┏━━

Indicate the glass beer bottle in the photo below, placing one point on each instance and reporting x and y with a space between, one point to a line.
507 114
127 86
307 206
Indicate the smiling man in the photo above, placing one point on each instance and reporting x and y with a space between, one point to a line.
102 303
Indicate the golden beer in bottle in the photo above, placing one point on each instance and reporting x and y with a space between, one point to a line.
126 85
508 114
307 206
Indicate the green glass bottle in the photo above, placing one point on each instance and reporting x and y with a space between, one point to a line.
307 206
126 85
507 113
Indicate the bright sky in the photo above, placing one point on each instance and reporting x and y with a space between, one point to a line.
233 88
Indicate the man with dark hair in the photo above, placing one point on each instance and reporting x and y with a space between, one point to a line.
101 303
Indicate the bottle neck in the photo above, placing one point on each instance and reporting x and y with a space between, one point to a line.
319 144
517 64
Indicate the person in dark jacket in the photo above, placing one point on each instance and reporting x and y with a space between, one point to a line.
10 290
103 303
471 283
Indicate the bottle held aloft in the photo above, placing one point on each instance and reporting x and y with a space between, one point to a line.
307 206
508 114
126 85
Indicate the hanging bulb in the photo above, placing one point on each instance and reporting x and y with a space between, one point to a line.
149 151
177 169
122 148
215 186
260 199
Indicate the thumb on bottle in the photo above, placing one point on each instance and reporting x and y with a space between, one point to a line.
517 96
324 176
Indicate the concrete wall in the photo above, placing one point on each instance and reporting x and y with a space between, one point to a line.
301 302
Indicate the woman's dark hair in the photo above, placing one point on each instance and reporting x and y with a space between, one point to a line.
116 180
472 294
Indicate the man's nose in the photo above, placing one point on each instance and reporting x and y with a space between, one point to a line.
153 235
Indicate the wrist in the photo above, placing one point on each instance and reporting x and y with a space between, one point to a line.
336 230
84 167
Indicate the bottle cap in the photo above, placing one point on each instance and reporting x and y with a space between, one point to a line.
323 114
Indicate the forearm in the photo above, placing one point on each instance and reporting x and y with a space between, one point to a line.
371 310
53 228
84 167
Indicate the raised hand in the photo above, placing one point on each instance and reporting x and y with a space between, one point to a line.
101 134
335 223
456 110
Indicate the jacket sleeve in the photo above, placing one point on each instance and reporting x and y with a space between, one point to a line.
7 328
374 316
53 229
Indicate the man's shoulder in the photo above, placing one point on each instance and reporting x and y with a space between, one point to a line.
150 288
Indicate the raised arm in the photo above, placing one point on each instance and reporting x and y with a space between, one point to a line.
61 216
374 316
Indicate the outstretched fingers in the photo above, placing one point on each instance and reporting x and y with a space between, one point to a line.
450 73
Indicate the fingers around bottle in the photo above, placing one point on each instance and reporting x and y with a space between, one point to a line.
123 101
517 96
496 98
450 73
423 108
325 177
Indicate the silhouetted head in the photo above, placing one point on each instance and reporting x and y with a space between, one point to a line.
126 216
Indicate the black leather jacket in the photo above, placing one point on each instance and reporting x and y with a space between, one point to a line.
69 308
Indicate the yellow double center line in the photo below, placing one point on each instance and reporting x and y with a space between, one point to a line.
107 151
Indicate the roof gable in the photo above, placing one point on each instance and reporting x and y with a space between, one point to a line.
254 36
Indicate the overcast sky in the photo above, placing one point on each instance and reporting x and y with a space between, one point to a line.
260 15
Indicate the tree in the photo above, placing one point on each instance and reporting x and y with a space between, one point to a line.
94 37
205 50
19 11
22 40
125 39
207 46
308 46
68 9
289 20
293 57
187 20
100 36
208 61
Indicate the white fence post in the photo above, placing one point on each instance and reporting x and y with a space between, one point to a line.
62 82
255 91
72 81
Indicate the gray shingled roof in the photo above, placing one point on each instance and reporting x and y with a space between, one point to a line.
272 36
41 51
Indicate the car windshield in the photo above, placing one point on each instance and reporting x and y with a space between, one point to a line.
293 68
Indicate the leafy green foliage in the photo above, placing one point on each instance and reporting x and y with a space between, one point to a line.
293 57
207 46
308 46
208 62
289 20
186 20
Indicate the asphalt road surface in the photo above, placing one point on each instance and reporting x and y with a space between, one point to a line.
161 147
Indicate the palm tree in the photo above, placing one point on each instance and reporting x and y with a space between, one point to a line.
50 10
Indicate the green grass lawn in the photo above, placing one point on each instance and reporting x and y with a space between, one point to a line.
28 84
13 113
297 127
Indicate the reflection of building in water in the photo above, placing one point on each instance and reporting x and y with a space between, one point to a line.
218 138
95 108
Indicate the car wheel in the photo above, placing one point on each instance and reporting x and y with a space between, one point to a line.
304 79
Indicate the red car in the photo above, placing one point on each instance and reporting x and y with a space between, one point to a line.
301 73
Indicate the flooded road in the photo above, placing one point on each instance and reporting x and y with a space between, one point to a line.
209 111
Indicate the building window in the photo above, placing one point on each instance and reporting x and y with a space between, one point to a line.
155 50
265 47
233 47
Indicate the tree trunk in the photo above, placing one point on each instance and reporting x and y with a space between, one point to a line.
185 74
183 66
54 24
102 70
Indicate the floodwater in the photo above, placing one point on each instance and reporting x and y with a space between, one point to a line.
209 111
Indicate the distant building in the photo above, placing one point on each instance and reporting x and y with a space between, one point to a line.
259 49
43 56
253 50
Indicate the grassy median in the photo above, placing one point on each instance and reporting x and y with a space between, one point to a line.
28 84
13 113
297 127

┗━━

## GIVEN PROBLEM
Write out the entire listing exactly.

## ANSWER TO THE TASK
Indicate the glass beer bottle in the photo below, placing one point on each instance and reporting x and y with a space between, one point to a line.
507 114
127 86
307 206
Indicate the smiling man in the photo above, placing one point on each instance and reporting x and y with a space between, one point to a line.
102 303
Indicate the golden beer in bottle in the photo above, placing one point on each instance and reporting x and y with a space between, one point to a line.
126 85
508 114
307 206
Indicate the green glass bottle in the photo above, placing one point on each instance and reporting x and y with a space between, one point to a line.
307 206
126 85
507 113
Indicate the bright sky in the photo above, placing one point on each instance and reporting x and y with a space between, one point to a line.
233 88
Indicate the man with dark hair in the photo above, placing one point on each instance and reporting x and y with a space between, one point to a line.
101 303
Indicate the bottle neck in the photo above, placing one point on each instance and reporting x and y with a space between, one point to a line.
319 144
517 64
Indicate the person in dark jacket in the photo above, placing one point on each instance and reporting x and y with a space between, one point to a line.
10 290
103 303
471 283
Indicate the bottle held aloft in the photo above, placing one point on each instance and reporting x and y with a space between, one point to a line.
307 206
508 114
126 85
Indicate the hanging bulb in the photo above, placing one point on each instance and reporting x and y with a space between, one point to a line.
149 151
177 169
122 148
215 186
260 199
Indicate the thumb on bottle in the photo above, placing one point on each instance and reporting x and y with a space between, one point to a line.
517 96
324 176
Indicate the concrete wall in the photo above, placing one point on each instance and reporting x and y with a space between, one point to a line.
301 302
Indicate the woman's dark hair in the photo above, placing one point on each instance and reporting x and y with a space between, one point to a line.
116 180
472 294
Indicate the man's nose in the photo above, placing one point on each instance and reporting x and y with a space between, one point to a line.
153 235
Indicate the wrist in the photo above, placing one point on each instance and reporting x and y with a space between, one point to a line.
336 230
84 167
Indicate the bottle cap in the photo above, placing one point on each instance and reporting x and y with a space between, one point to a line.
323 114
Indicate the forearm in the photo above, placing one point on each instance and reporting x and y with a space between, one point to a line.
371 310
53 228
84 167
Indicate the raised hand in the photo above, placing one point on each instance and reporting x and y with a space between, one point to a line.
101 134
335 223
456 110
Indicate the jacket sleeve in the photo above, placing one point on each instance and reporting x and y with a space between, one point to a line.
7 328
374 316
53 229
Indicate the man's shoulder in the photo above, placing one point on each instance and reporting x and y with a space between, one point to a line.
150 288
Indicate the raised arm in the photo above, placing one point on each instance and reporting x and y with a space between, one point to a line.
61 216
374 316
Indicate the outstretched fingers in the photo above, placing one point on each instance and reporting x and y with a space between, one point to a line.
450 73
Indicate the fingers around bottle in the photo above, placing one point on each instance and reporting x and y with a space between, one point to a line.
123 101
517 96
496 98
450 73
423 108
325 177
Indicate the silhouetted head in the photo above, placing one point on each instance and reporting x and y with a space between, one point to a line.
126 216
Indicate the black leather jacket in the photo above, placing one point on each instance and reporting x and y with a space between, one point to a line.
69 308
Indicate the yellow double center line in the photo below, placing one point on each instance and reporting x and y with a space between, one point to a line.
107 151
Indicate the roof gable in the photo above, placing one point on each instance and reporting x and y with a space between, one point to a line.
254 36
Indicate the overcast sky in the photo above, placing one point on each instance and reporting x and y with a space between, one point to a line.
260 15
Indicate the tree in the photo above, placing one point on each instance and reporting x and y with a space between, one point to a line.
94 37
205 50
19 11
22 40
125 39
207 46
308 46
68 9
289 20
293 57
187 20
100 36
208 61
Indicate the white fence post in the photo above, placing one point on each instance and reporting x and y with a space between, one point to a line.
62 82
255 91
72 81
Indicate the gray shingled roof in the photo above, placing one point on each instance and reporting x and y with a space between, one point to a line.
272 36
41 51
Indicate the car windshield in the photo above, placing one point on each instance and reporting x and y with a space between, one point to a line.
293 68
Indicate the leafy green foliage in the photo above, placing one point on each instance and reporting x and y with a space between, one point to a line.
293 57
207 46
308 46
208 62
289 20
186 20
Indicate the asphalt road surface in the photo above, placing one point on each instance and reporting x and y with a space between, one point to a line.
161 147
Indicate the palm tree in the photo above, placing one point on each instance and reporting x and y with a space between, one point to a line.
50 10
Indicate the green grass lawn in the photo above, placing one point on each instance and reporting x and y with a space between, one point to a line.
28 84
13 113
297 127
Indicate the reflection of building in water in the photo above, placing one point on each instance and reporting x and y with a space between, one point to a line.
218 138
95 108
Indicate the car wheel in the photo above, placing one point on each instance and reporting x and y with a space between, one point to a line.
304 79
Indicate the red car in the photo above, placing one point on each instance and reporting x and y with a space between, one point to a line.
301 73
Indicate the flooded road in the photo above, placing one point on each instance and reporting x and y with a space between, one point to a line.
209 111
Indicate the building window in the photo above, placing one point on each instance and reporting x and y with a space between, one point to a line.
155 50
265 47
233 47
Indicate the tree trunk in the photo above, placing one point on each instance and reporting x and y with a space between, one point to a line.
185 74
183 66
54 24
102 70
Indicate the floodwater in the photo above, placing one point on each instance and reporting x and y with a space between, one point to a line.
209 111
Indicate the distant building in the photo above, placing one point on each instance and reporting x and y with a space between, one point to a line.
259 49
43 56
253 50
Indicate the grassy median in the photo above, placing one point on each instance and reporting x and y with a space between, one point to a line.
28 84
13 113
297 127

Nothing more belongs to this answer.